設問:
a. 抜粋の「日本は明治以降、西欧を受け入」から下って「を何より重視する姿勢である。」までをすべて書き直し、「水洗便所」を「水洗トイレ」に入れ替えてください。
b. 抜粋によると、トッドは女性の識字率が何%を超えると出生率が下がると主張しているか。
c. 抜粋で、農耕の開始にともなう余剰な富の蓄積が「産んだ」ものとして挙げられているものをすべて書き出せ。

抜粋:
○ ○ ○ ○ ○ ○ ○

日本は明治以降、西欧を受け入れてきた(あるいは押しつけられてきた)わけで、さらに敗戦後はアメリカを受容したわけであるが、トッドの分類によれば一言で欧米といっても、ドイツ・フランス・英米でそれぞれまったく異なる類型に属するわけである。明治期以降、日本の洋学派はフランス派、ドイツ派はたくさんいたが、イギリス派やアメリカ派というのはずっと少なかったように思う。ヨーロッパの文明の精華というのは主としてドイツやフランスにあって、それに比べたらイギリスなどにはあまりみるべきものはないということになっていたのかもしれない。
吉田健一の「ヨオロツパの世紀末」にはドイツのことはあまりでてこない。ゲーテが少しでてくるくらいかもしれない。健一さんにとってヨーロッパの精華は英仏にあるのである。そして「英国の文化の流れ」という文章(「英国に就て」所収)では、水洗便所がフランスなどよりもはるかに早くイギリスで発達したことに、イギリス文化の特色をみている。要するに生活の快適を何より重視する姿勢である。
さて、1947年の民法改正は直系家族の行き方を一編の法律によって絶対家族型へと転換させようとしたものである。しかし、単なる法律の条文の変更が社会をすぐにかえるということはない。とはいっても長い時間軸のなかでは社会も変わっていく。その変化の要因としてトッドが重視するのが「女性識字率」で、女性の識字率が50%を超えると出生率が下がるとトッドは主張する。事実、日本では女性の教育水準はどんどんとあがっていて、その一方で、出生率は低下してきている。なぜ教育水準があがると出生率は下がるのか? 教育水準があがると子供を産む産まない(あるいは、そもそも結婚するしない)の選択の主体が男性から女性に移るからである。そして女性が選択するものは子供を産む産まないだけではない。
ここまで来て、ようやく「父権制の崩壊 あるいは指導者はもういない」の「父権制を‥転覆させたのは女である」の議論に戻ることができる。
トッドの家族システムの分類において女性は大きな役割を演じていない。女性の識字率が低い傾向にあるか、相対的に高い傾向にあるかは家族類型によって違いはあるが、女性識字率を向上させる動機自体は家族システムには内在していない。
すべての家族システムにおいて男が主導権を握っていることについては狩猟採集時代の生活形態という進化論的な背景があるのであろう。一方、農耕の開始にともなう余剰な富の蓄積は言語を産み、文字を産み、都市を産み、文明を産み、そしてついには当初は男性だけのものであった教育が女性にも普及するようになり、それが家族システムという下部構造を侵食しはじめている、
橋本氏がいう『父権制の崩壊』というのはそのことで、侵食の具体例はセクハラやパワハラという形であらわれてきている。しかし、セクハラもパワハラも組織という背景があるにしろ、個対個の問題である。問題は女性の識字率の向上に相当するものが、日本の疑似《家》である会社組織においてもみられるだろうかということである。山本七平のいう、日本においては機能集団は共同体化しないかぎり機能集団としての機能も果たせないという問題である。日本においては確かに《家》は《戸》ではなくなってきている。しかし《疑似家》はあいかわらず《戸》のままではないのだろうか?

○ ○ ○ ○ ○ ○ ○

保存されたデータ項目
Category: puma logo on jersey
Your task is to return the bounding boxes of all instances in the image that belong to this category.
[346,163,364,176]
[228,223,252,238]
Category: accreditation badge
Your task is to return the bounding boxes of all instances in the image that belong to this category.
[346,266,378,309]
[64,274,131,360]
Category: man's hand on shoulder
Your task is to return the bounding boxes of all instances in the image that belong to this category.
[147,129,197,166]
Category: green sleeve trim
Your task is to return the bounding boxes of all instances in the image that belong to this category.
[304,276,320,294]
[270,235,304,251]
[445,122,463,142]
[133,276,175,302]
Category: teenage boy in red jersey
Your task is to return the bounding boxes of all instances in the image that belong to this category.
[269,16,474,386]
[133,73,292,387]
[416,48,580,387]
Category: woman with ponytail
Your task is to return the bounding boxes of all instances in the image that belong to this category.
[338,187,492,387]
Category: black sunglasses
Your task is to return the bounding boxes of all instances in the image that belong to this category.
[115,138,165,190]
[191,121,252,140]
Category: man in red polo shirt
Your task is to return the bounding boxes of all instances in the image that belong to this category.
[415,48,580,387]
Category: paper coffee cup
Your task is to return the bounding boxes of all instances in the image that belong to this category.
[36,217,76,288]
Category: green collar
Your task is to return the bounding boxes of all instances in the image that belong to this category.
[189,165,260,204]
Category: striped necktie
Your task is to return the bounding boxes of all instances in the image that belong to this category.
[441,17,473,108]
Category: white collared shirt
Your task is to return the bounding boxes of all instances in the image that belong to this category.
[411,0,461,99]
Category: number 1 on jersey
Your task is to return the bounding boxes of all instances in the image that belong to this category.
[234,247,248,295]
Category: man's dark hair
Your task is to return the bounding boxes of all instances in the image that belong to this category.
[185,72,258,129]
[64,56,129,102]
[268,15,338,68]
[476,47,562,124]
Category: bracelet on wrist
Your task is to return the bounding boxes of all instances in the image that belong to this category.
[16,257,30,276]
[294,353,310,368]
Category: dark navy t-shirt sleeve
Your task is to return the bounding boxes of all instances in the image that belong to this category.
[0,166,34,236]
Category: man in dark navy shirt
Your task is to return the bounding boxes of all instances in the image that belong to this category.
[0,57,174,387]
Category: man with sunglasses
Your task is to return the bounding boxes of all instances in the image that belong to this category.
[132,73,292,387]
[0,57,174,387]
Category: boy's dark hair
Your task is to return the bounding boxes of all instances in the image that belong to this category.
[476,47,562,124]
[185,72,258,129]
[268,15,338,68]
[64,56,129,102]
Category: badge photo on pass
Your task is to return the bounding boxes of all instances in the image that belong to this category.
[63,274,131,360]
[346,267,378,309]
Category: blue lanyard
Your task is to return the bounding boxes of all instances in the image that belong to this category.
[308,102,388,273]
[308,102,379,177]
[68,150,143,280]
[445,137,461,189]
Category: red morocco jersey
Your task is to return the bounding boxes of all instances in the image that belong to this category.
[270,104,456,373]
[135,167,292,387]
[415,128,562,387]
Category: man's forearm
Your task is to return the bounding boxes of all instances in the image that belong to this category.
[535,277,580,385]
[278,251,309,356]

○ ○ ○ ○ ○ ○ ○

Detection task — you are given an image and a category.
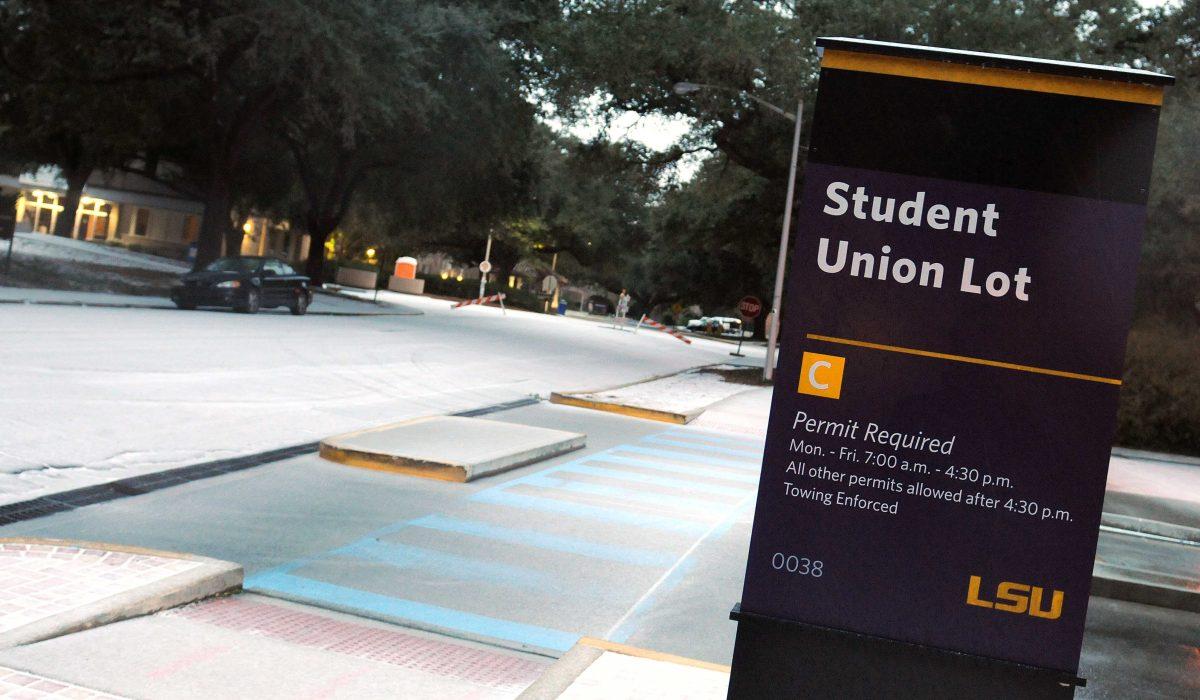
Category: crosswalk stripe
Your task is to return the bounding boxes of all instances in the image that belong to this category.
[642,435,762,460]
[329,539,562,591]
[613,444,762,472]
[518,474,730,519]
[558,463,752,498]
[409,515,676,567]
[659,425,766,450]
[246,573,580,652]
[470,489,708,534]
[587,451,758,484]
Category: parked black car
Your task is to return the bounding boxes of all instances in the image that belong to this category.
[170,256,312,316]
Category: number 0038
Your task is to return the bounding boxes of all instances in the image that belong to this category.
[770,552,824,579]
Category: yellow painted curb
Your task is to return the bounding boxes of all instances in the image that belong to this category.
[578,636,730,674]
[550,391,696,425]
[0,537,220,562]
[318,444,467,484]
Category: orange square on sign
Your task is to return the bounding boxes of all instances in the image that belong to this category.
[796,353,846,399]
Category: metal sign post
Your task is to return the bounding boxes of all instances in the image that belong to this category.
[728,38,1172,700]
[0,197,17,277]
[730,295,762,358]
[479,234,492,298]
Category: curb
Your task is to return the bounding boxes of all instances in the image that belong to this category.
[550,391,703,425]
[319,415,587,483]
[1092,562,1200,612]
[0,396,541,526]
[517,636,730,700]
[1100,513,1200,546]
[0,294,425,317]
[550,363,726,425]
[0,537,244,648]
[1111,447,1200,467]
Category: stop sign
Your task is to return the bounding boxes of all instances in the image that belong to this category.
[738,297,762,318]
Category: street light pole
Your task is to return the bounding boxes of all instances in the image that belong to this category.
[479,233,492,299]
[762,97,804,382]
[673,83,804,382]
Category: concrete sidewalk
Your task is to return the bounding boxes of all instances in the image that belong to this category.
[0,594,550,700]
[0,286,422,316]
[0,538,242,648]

○ ○ ○ ○ ○ ○ ○

解答:
a.
日本は明治以降、西欧を受け入れてきた(あるいは押しつけられてきた)わけで、さらに敗戦後はアメリカを受容したわけであるが、トッドの分類によれば一言で欧米といっても、ドイツ・フランス・英米でそれぞれまったく異なる類型に属するわけである。明治期以降、日本の洋学派はフランス派、ドイツ派はたくさんいたが、イギリス派やアメリカ派というのはずっと少なかったように思う。ヨーロッパの文明の精華というのは主としてドイツやフランスにあって、それに比べたらイギリスなどにはあまりみるべきものはないということになっていたのかもしれない。
吉田健一の「ヨオロツパの世紀末」にはドイツのことはあまりでてこない。ゲーテが少しでてくるくらいかもしれない。健一さんにとってヨーロッパの精華は英仏にあるのである。そして「英国の文化の流れ」という文章(「英国に就て」所収)では、水洗トイレがフランスなどよりもはるかに早くイギリスで発達したことに、イギリス文化の特色をみている。要するに生活の快適を何より重視する姿勢である。

b. 50%

c. 言語、文字、都市、文明